*Selected extract*
Consciousness in Third-Person Context

1 Psycho-Narration

Early Avoidance

When Becky Sharp believes that she has successfully ensnared Joseph Sedley, and expects him to ask for her hand the following day, her narrator escorts her to bed and informs us: “How Miss Sharp lay awake, thinking, will he come or not to-morrow? need not be told here.” The next sentence, without so much as a paragraph break, reads: “Tomorrow came, and, as sure as fate, Mr. Joseph Sedley made his appearance before luncheon.”1 The narrator of Vanity Fair is not much interested in his heroine’s night thoughts, eager as he is to pass on to some action—or at least to some talk. Becky’s meditation can be summarily dismissed because it would add little to the understanding of a fictional character or a fictional world that has already been amply explored in preceding episodes of social interaction.
This avoidance of psycho-narration is characteristic for a novel in which a hyperactive narrator deals with a multitude of characters and situations by rapid shifts in time and space. This pattern dominates the third-person novel well into the nineteenth century. While prolonged inside views were largely restricted to first-person forms, third-person novels dwelt on manifest behavior, with the characters’ inner selves revealed only indirectly through spoken language and telling gesture. The profusion of directly quoted conversations in the typical nineteenth-century novel, and the rare opportunity for self-communion, indicate this tendency toward dramatic form. In most works by Dickens, Turgenev, Fontane, and other masters of the novel of manners, character portrayal is far more “contextual” than “intrinsic,” and thereby moves in directions lying outside the central compass of this study.2
As Ian Watt has shown in detail, a similar narrative rhythm is coupled with similar avoidance of inside views in Tom Jones,3 where the narrator is even more explicit about his refusal to look inside:
A gentle sigh stole from Sophia at these words, which perhaps contributed to form a dream of no very pleasant kind; but as she never revealed this dream to any one, so the reader cannot expect to see it related here.

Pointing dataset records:
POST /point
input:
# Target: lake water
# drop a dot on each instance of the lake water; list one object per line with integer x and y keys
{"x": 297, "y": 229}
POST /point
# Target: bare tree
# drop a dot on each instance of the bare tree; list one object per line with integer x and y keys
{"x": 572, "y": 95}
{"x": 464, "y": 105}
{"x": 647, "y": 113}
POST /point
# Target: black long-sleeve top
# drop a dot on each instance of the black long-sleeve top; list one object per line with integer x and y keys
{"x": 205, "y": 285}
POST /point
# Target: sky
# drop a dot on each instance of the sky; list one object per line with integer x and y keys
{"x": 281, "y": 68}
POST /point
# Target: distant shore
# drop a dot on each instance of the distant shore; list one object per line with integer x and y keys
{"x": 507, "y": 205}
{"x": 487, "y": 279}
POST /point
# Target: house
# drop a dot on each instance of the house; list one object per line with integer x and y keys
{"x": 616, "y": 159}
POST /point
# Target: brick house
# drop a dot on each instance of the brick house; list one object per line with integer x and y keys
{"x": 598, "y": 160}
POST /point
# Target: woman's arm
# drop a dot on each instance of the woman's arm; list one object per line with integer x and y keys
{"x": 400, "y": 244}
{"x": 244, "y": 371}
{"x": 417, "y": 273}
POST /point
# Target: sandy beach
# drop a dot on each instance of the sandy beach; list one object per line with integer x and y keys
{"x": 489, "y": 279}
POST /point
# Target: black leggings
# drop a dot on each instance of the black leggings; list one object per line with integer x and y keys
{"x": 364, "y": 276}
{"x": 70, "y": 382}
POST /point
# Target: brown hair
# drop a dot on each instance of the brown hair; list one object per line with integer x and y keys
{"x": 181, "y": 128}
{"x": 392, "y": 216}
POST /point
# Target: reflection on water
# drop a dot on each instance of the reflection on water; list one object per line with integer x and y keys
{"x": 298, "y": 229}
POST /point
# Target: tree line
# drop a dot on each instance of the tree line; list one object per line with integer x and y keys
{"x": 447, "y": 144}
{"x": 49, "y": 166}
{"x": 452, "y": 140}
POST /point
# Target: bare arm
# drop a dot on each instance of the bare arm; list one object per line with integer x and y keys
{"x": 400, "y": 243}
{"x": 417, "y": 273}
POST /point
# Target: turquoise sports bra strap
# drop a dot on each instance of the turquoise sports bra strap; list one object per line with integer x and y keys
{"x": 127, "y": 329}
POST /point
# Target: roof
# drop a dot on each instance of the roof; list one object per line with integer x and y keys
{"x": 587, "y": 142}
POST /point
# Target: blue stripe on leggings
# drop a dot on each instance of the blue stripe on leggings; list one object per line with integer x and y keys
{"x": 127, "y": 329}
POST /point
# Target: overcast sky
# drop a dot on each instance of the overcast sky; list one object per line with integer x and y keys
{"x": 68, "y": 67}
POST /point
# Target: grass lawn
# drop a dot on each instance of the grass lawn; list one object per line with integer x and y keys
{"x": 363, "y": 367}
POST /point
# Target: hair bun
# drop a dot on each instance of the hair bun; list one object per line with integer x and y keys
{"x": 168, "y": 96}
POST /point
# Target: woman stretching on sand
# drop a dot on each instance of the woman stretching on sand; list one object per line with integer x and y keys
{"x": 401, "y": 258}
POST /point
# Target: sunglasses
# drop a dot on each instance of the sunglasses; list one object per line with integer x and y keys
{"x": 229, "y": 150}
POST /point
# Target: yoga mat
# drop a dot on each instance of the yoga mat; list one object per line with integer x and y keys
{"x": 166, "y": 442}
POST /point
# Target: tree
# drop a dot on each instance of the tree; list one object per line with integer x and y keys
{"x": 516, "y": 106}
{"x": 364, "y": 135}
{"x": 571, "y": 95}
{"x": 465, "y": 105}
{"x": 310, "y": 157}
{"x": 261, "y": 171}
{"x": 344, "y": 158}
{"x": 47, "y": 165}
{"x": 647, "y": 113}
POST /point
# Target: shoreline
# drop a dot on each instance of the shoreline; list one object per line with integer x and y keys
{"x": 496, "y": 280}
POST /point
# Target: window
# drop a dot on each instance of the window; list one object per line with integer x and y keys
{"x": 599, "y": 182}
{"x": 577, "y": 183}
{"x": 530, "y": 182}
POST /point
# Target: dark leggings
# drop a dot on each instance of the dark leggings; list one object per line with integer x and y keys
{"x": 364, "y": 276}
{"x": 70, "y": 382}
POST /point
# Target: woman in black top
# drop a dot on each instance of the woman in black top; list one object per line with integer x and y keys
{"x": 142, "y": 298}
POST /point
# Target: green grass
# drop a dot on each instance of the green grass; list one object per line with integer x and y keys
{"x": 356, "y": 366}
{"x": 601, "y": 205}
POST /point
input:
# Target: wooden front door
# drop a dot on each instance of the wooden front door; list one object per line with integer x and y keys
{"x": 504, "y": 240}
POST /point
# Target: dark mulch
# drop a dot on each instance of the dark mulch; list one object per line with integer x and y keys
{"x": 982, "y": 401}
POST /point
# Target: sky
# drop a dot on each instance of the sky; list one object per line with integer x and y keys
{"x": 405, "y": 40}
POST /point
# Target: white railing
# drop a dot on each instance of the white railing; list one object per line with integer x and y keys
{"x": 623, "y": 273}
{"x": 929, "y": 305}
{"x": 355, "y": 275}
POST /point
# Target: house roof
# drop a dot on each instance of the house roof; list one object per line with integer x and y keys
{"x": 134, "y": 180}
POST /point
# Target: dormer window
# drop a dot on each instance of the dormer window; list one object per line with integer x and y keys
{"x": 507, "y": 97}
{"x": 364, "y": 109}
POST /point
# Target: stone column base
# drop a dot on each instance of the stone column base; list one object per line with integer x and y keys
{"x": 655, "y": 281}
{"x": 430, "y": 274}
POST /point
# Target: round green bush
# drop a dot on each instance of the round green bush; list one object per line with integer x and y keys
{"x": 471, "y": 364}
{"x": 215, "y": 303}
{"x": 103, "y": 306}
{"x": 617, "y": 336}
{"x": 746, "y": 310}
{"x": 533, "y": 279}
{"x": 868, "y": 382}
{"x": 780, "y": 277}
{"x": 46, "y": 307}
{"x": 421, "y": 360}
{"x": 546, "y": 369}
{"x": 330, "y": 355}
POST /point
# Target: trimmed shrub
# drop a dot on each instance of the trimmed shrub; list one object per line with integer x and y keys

*Things to do*
A) List the novelists that the excerpt on psycho-narration names as masters of the novel of manners.
B) Please translate this sentence from the excerpt on psycho-narration into Spanish: "This pattern dominates the third-person novel well into the nineteenth century."

*Full solutions*
A)
Dickens
Turgenev
Fontane

B) Este patrón domina la novela en tercera persona hasta bien entrado el siglo XIX.